--- Passage to read Enclosed Below ---
Failure in key cardiovascular and respiratory reflexes such as the baroreflex and chemoreflexes are clinical hallmarks of FD, with often fatal consequences. Using mouse models for FD, this study delineates the potential underlying cellular basis for these failed reflexes. Although impaired somatic sensory neuron development has been demonstrated in several FD mouse model studies, here we report the first investigation of visceral sensory neurons, which mediate these critical cardiorespiratory reflexes. Our data indicate that, despite arising from a distinct embryological lineage, visceral sensory neurons, like somatic sensory neurons, also depend on Elp1 for development. Although the neural crest-derived somatic sensory neurons in the DRG mediate somatic functions such as pain, temperature, pressure and proprioception, the cranial placode-derived visceral sensory neurons located in the vagal and glossopharyngeal ganglia are vital for key autonomic functions such as respiration, cardiovascular regulation and gastrointestinal function. Moreover, this study reveals that Elp1 is required in the entire CNS/PNS circuitry underlying baroreception and chemoreception: in both the central brainstem targets of the visceral afferents, and, for proper innervation of their baroreceptive peripheral targets.
--- End of Enclosed Passage to read ---
*Directions*
Copy out the full passage on Elp1 and cardiorespiratory reflex failure in FD word for word.
--- Data extracts Enclosed Below ---
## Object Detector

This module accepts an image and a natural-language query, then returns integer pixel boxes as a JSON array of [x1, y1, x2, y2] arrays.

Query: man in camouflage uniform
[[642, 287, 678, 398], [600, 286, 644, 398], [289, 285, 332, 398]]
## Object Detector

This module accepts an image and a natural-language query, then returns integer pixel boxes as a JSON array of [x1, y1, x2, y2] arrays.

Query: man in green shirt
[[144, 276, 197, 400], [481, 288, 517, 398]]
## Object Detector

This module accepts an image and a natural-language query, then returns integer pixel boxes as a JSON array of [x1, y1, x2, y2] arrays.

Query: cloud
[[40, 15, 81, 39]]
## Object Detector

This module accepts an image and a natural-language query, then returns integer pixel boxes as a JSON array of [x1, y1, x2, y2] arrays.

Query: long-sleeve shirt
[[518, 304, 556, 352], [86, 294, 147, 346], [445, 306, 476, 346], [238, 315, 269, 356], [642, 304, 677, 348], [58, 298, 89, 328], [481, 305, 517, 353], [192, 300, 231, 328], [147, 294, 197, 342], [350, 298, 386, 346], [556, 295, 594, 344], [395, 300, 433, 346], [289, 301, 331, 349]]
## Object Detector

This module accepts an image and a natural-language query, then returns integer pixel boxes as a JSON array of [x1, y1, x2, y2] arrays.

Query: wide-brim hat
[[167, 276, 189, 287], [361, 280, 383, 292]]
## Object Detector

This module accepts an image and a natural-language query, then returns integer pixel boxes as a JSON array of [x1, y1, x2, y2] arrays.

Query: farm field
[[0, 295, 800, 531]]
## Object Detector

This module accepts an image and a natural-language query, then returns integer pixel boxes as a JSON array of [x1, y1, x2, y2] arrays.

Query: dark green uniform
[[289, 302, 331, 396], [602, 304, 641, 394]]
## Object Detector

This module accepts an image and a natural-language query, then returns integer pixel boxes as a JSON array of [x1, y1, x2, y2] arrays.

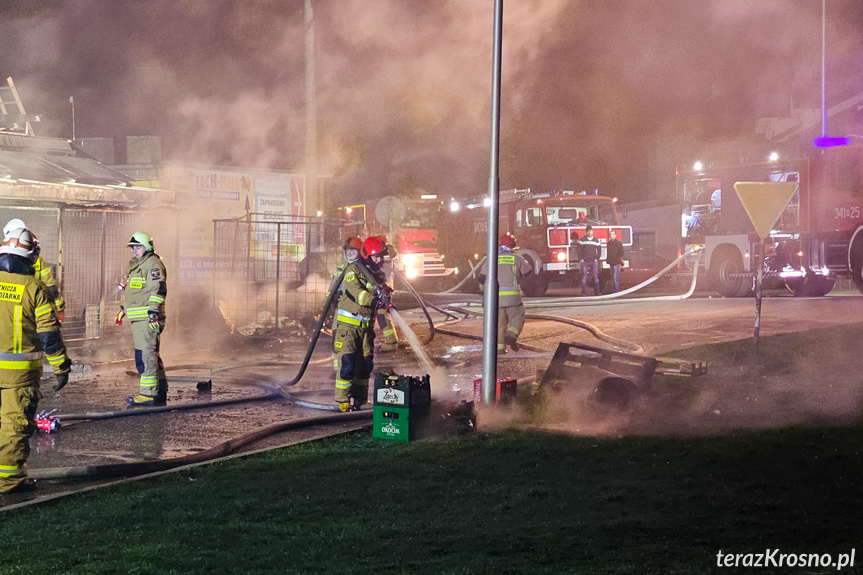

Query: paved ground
[[0, 289, 863, 506]]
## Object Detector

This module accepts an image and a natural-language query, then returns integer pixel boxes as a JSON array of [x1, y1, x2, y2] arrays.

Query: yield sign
[[734, 182, 798, 240]]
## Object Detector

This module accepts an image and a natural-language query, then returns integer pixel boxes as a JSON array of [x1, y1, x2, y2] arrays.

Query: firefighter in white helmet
[[0, 228, 71, 493], [480, 234, 533, 354], [3, 218, 66, 322], [116, 232, 168, 407]]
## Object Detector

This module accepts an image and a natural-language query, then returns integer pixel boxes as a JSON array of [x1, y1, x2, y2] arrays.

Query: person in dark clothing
[[578, 225, 602, 295], [605, 230, 623, 293]]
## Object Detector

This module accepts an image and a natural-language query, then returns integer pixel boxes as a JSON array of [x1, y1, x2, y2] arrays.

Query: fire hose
[[28, 411, 371, 480]]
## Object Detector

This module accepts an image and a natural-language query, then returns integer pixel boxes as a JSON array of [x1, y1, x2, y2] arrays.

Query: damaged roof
[[0, 132, 129, 186]]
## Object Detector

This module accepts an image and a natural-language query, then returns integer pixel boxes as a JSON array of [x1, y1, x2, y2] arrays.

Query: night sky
[[0, 0, 863, 205]]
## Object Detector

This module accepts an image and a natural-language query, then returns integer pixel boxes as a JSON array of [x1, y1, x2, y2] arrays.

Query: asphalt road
[[0, 288, 863, 506]]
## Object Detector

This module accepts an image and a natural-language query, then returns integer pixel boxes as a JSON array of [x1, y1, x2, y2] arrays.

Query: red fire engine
[[339, 195, 457, 290], [679, 145, 863, 297], [440, 189, 632, 296]]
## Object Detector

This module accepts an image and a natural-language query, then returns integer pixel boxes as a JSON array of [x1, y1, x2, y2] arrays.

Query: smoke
[[0, 0, 863, 202]]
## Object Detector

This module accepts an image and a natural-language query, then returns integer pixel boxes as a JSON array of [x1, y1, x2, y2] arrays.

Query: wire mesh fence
[[213, 214, 343, 336]]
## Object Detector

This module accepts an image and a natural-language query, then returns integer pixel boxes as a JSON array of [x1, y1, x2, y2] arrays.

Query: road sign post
[[734, 182, 799, 349]]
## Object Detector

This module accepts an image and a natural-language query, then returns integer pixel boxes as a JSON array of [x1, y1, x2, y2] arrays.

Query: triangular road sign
[[734, 182, 798, 240]]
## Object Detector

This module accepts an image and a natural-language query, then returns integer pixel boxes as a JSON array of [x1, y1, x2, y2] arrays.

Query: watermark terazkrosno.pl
[[716, 549, 857, 571]]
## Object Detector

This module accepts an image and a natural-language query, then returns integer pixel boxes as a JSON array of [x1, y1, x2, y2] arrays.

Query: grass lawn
[[5, 326, 863, 575]]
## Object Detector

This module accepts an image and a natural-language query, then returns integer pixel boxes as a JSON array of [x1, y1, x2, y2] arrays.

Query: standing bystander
[[578, 225, 602, 295], [605, 230, 623, 293]]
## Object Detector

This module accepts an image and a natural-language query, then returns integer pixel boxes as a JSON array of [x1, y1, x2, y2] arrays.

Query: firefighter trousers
[[0, 380, 42, 493], [333, 322, 375, 405], [497, 303, 524, 351], [132, 321, 168, 397], [377, 308, 399, 351]]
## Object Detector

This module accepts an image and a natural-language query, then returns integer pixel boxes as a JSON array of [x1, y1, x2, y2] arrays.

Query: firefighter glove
[[54, 372, 69, 391]]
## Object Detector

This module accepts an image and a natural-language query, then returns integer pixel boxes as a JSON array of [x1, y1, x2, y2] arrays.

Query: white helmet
[[0, 228, 39, 262], [3, 218, 27, 240]]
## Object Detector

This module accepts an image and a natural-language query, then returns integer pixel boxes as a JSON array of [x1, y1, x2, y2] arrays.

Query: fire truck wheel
[[710, 248, 752, 297], [521, 274, 548, 297]]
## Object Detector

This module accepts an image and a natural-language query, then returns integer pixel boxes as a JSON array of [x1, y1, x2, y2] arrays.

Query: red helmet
[[360, 236, 387, 259], [342, 236, 363, 251], [497, 234, 515, 250]]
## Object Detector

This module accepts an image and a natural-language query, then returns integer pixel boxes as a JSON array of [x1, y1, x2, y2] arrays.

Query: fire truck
[[678, 145, 863, 297], [441, 188, 632, 296], [339, 195, 457, 290]]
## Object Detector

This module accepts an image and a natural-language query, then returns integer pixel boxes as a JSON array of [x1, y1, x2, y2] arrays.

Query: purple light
[[812, 136, 851, 148]]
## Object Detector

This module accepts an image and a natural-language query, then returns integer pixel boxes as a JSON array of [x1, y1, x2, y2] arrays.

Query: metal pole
[[304, 0, 324, 218], [482, 0, 503, 403], [754, 239, 764, 349], [69, 96, 75, 142], [821, 0, 827, 137], [276, 222, 282, 333]]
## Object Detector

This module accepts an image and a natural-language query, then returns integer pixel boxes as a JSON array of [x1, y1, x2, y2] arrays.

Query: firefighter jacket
[[125, 252, 168, 322], [33, 256, 66, 311], [336, 262, 380, 329], [480, 248, 533, 307], [578, 235, 602, 262], [0, 254, 71, 387]]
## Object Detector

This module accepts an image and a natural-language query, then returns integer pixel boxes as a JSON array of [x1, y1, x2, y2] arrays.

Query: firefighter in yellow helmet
[[333, 237, 392, 411], [116, 232, 168, 407], [0, 228, 72, 493], [3, 218, 66, 322], [480, 234, 532, 353], [376, 235, 399, 353]]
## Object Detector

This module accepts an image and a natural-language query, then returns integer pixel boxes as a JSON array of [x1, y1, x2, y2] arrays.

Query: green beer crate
[[372, 373, 431, 441]]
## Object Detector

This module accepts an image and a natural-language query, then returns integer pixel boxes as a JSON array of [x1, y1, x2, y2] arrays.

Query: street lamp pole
[[482, 0, 503, 403]]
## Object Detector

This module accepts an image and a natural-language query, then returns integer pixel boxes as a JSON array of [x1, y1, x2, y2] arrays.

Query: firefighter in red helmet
[[375, 235, 399, 353], [333, 237, 392, 411], [480, 234, 532, 353]]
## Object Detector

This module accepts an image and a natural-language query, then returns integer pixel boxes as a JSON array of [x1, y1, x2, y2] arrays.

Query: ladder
[[0, 76, 39, 136]]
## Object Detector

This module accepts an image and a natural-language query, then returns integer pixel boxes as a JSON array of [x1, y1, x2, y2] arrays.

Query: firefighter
[[326, 236, 363, 374], [0, 228, 72, 493], [376, 235, 399, 353], [578, 224, 602, 295], [480, 234, 533, 353], [333, 237, 392, 411], [116, 232, 168, 407], [3, 218, 66, 323]]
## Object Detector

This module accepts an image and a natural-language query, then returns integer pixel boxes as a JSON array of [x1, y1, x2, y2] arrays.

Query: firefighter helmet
[[126, 232, 153, 252], [342, 236, 363, 251], [0, 228, 39, 262], [3, 218, 26, 239], [362, 236, 387, 259]]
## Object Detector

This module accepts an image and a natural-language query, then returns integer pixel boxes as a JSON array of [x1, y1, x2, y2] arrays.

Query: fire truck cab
[[678, 145, 863, 297], [442, 189, 632, 296], [339, 195, 456, 289]]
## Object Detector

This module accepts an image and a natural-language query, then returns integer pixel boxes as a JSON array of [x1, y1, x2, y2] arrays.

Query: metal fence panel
[[213, 214, 341, 336]]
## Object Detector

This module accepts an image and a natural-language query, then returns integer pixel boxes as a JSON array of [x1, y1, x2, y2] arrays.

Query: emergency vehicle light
[[812, 136, 851, 148]]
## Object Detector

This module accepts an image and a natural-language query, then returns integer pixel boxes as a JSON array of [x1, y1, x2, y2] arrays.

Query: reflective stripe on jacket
[[123, 252, 168, 321], [0, 271, 66, 387], [336, 263, 375, 327]]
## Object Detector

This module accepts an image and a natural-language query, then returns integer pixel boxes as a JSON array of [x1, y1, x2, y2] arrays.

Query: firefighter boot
[[504, 333, 520, 351]]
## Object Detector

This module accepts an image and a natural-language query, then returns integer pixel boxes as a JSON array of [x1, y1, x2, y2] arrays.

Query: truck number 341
[[833, 206, 860, 220]]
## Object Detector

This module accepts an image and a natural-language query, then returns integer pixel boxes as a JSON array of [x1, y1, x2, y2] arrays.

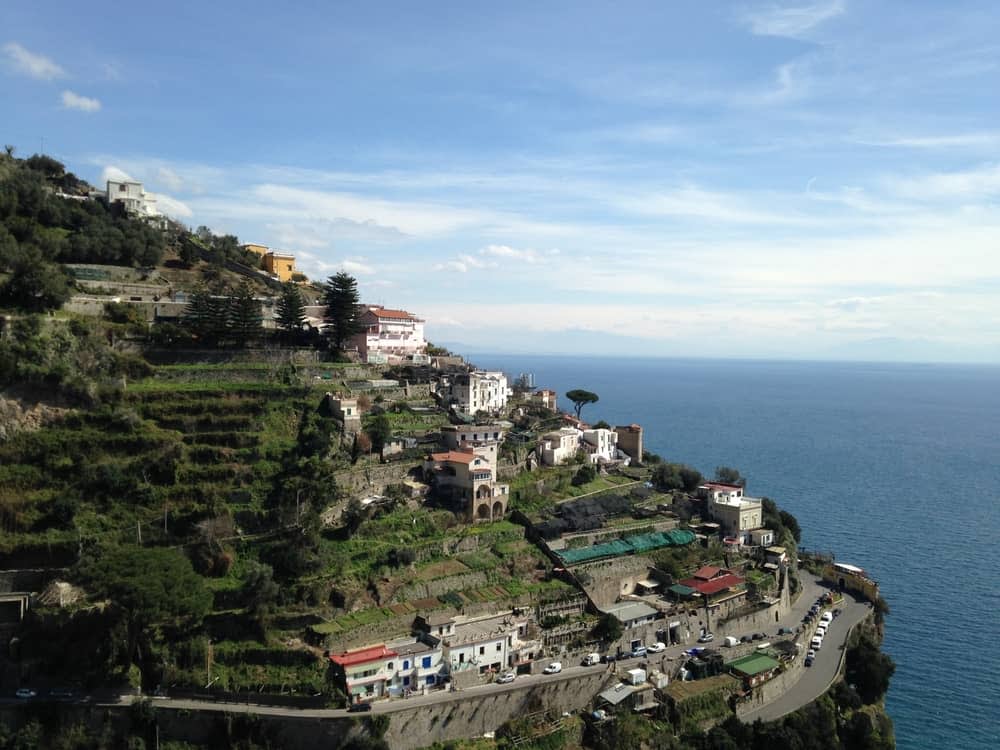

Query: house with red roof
[[350, 305, 427, 363], [423, 443, 510, 523], [680, 565, 746, 606], [329, 643, 399, 703]]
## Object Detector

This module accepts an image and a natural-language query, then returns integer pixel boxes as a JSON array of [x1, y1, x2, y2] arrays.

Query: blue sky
[[0, 0, 1000, 362]]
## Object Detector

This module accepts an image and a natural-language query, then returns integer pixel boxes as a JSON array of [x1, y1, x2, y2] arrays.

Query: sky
[[0, 0, 1000, 362]]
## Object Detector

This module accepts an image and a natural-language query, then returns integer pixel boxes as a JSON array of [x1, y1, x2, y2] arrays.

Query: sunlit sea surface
[[471, 355, 1000, 750]]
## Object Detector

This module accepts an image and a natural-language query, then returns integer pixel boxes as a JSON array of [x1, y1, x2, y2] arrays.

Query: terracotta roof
[[691, 565, 729, 581], [330, 643, 396, 667], [431, 451, 477, 464], [368, 305, 420, 320], [680, 573, 743, 596]]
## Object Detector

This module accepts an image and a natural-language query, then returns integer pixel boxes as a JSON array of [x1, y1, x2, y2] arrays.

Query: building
[[349, 305, 427, 362], [528, 388, 559, 411], [264, 250, 296, 282], [538, 427, 583, 466], [750, 529, 774, 547], [726, 652, 781, 689], [326, 393, 361, 433], [615, 424, 642, 463], [441, 612, 540, 674], [443, 370, 514, 414], [386, 638, 445, 695], [330, 643, 399, 702], [424, 443, 510, 522], [698, 482, 764, 544], [441, 424, 505, 450], [580, 427, 631, 465], [604, 602, 659, 630], [678, 565, 746, 605], [105, 180, 160, 219]]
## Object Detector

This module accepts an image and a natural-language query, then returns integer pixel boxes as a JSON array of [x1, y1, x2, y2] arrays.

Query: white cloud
[[3, 42, 66, 81], [101, 164, 135, 185], [156, 167, 184, 192], [743, 0, 844, 39], [62, 91, 101, 112], [149, 193, 194, 219]]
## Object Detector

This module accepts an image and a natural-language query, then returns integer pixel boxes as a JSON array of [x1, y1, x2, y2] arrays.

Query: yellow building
[[264, 251, 295, 281]]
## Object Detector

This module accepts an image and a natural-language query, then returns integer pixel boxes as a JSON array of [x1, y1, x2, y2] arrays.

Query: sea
[[470, 354, 1000, 750]]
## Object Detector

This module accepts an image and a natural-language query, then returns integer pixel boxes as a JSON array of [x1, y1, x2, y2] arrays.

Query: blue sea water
[[473, 355, 1000, 750]]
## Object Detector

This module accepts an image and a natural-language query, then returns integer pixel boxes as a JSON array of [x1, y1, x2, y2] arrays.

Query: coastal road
[[740, 594, 871, 724]]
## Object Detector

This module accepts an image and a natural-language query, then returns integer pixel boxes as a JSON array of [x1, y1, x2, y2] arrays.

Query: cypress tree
[[323, 271, 361, 351]]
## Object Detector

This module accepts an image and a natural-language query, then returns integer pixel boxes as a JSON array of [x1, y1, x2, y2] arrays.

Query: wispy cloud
[[62, 91, 101, 112], [3, 42, 66, 81], [743, 0, 844, 39]]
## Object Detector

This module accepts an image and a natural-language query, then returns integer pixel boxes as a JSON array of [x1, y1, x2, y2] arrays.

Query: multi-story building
[[424, 443, 510, 522], [264, 250, 296, 282], [330, 643, 399, 702], [350, 305, 427, 362], [538, 427, 583, 466], [580, 427, 630, 465], [615, 424, 642, 463], [106, 180, 160, 219], [444, 370, 513, 414]]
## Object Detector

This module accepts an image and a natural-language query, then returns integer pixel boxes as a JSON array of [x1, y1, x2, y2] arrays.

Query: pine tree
[[276, 281, 306, 335], [184, 287, 214, 340], [228, 281, 263, 344], [323, 271, 361, 351]]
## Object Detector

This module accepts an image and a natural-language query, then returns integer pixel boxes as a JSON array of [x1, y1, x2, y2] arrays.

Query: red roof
[[431, 451, 476, 464], [330, 643, 396, 667], [691, 565, 729, 581], [368, 306, 420, 320], [680, 573, 743, 596]]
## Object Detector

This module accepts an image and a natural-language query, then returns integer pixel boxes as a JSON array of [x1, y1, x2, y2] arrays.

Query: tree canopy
[[323, 271, 361, 351], [566, 388, 600, 419]]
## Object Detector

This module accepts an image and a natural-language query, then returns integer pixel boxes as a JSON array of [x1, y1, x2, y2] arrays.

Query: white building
[[106, 180, 160, 218], [580, 427, 629, 465], [445, 370, 514, 414], [350, 305, 427, 362], [539, 427, 583, 466]]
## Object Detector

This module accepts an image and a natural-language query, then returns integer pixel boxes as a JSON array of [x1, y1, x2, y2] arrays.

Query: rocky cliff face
[[0, 394, 69, 442]]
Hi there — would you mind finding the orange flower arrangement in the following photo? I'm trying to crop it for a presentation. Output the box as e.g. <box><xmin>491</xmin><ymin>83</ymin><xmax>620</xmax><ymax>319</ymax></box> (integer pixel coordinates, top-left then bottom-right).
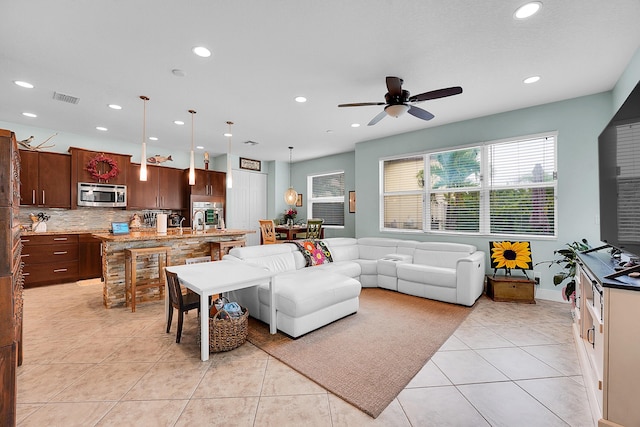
--- End of Enclosed Data extracts ---
*Exercise output*
Failure in key cardiovascular and respiratory reflexes such as the baroreflex and chemoreflexes are clinical hallmarks of FD, with often fatal consequences. Using mouse models for FD, this study delineates the potential underlying cellular basis for these failed reflexes. Although impaired somatic sensory neuron development has been demonstrated in several FD mouse model studies, here we report the first investigation of visceral sensory neurons, which mediate these critical cardiorespiratory reflexes. Our data indicate that, despite arising from a distinct embryological lineage, visceral sensory neurons, like somatic sensory neurons, also depend on Elp1 for development. Although the neural crest-derived somatic sensory neurons in the DRG mediate somatic functions such as pain, temperature, pressure and proprioception, the cranial placode-derived visceral sensory neurons located in the vagal and glossopharyngeal ganglia are vital for key autonomic functions such as respiration, cardiovascular regulation and gastrointestinal function. Moreover, this study reveals that Elp1 is required in the entire CNS/PNS circuitry underlying baroreception and chemoreception: in both the central brainstem targets of the visceral afferents, and, for proper innervation of their baroreceptive peripheral targets.